# [Work order]
A letter-for-letter copy of the listing is required, with no pictures in it.

# [Data records]
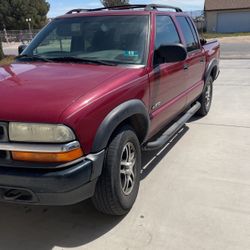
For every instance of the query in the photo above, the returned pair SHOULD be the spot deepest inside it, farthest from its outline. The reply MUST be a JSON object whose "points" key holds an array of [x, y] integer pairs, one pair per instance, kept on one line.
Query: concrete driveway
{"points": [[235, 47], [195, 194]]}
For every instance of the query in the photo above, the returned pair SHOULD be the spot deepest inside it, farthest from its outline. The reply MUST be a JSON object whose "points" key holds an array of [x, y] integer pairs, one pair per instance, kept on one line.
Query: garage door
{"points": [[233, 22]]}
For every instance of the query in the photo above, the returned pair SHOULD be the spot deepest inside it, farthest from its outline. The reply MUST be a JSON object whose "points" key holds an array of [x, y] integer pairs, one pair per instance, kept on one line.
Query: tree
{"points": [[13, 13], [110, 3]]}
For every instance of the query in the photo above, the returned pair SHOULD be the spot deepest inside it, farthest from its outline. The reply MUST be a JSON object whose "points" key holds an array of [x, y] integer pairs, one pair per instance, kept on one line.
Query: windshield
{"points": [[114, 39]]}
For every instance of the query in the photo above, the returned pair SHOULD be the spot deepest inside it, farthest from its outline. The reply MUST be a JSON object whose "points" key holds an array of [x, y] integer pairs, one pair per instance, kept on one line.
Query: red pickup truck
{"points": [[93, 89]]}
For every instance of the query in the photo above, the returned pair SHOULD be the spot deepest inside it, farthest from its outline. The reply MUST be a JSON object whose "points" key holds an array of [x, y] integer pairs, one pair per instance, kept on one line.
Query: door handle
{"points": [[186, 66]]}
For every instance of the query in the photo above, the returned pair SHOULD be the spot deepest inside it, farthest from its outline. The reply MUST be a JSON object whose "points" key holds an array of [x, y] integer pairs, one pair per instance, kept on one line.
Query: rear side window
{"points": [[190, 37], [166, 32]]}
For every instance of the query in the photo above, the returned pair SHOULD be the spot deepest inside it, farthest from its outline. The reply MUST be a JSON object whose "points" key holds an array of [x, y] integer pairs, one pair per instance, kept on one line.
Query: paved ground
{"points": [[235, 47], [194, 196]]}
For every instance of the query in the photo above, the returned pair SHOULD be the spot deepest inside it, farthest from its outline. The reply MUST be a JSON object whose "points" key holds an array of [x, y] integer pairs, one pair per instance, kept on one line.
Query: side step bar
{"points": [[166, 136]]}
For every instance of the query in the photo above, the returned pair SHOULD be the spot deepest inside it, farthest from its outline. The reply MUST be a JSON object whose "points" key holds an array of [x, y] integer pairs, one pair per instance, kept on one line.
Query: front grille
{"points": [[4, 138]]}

# [Exercise solution]
For every instance of the query in the photo above, the returned pair SHOULD be the spot deepest inside it, farthest from its outline. The reply MUST be a JSON object whose "points" key holds an array of [x, y] integer pairs, one pair per instance, kept on one line.
Query: concrete driveway
{"points": [[235, 47], [195, 194]]}
For every instance of the query in the photo above, the returned pair SHOULD be the spot deepest inside it, farthest from its outline. The reply MUST be a JSON object whose "points" key holds an array of [x, y] integer pairs, one pair per instance, kept on one line.
Query: garage door
{"points": [[233, 22]]}
For every instance of the query in the photo above, the returned pair SHOULD be the spot deepest inside it, farthest from its outline. The reply MUST be a JSON object whose "points" key holds an array of [x, y] integer pairs, one pair per instance, kept on one line.
Query: tree
{"points": [[13, 13], [110, 3]]}
For every instance of the query in the photo above, the returned pair SHOULD be the spot deepest inside it, farthest from its outline. The reply MUST be a JSON object whose "points" key holds an array of [x, y] integer pairs, one pair per instance, kept on one line.
Query: windshield
{"points": [[114, 39]]}
For every instance of the query in the photo above, the returned pair SHOULD be the spot deepest inside it, farthest from its outline. The reply MUST be a JSON object whose "points" key holds an array of [x, y] integer pairs, one pair per instance, kept on one line.
Query: red pickup truck
{"points": [[93, 89]]}
For every instance of the query in the photo above, the returned pair SHOULD be the spot deepest inside it, farthest from its outline. The reply MUST be a JSON object whose "points" key holds an array of [x, y] integer pairs, one pair per instance, kept on one line.
Query: door handle
{"points": [[186, 66]]}
For every instance of the query in the photo above, the returned pair SHOULD be the spot deepest inside it, farthest from its outline. The reply MUST be a JSON object whose "points" key holds an array of [x, y] integer pairs, one pair per instance, kept on one line.
Query: rear side window
{"points": [[190, 37], [166, 32]]}
For every instance of the query in the photo above, the returned pair SHOULD be the spot deepest inside it, farthest from its outline. The reply MUST be a JSON object whose "points" key holds an array of [x, y] integer pairs, one pair per instance, kept on one line.
Query: paved ground
{"points": [[235, 47], [194, 196]]}
For every instance of the query in the photo above, the returned pair SHOULD be the spot deepest inside it, farthest from its outline. The reply MUST be a JSON object whose "points" key holds an array of [x, y] integer pairs, one pair per instance, kept on one line.
Query: side step bar
{"points": [[166, 136]]}
For every instance of the query in the photo above, the returned pair SHOULD be the spot deepest inside it, farthest from its outline. The reply MUST be a JSON object whose "points" key holds an array of [x, y] integer pairs, one pair per instance, kept on one line.
Query: front grille
{"points": [[4, 138]]}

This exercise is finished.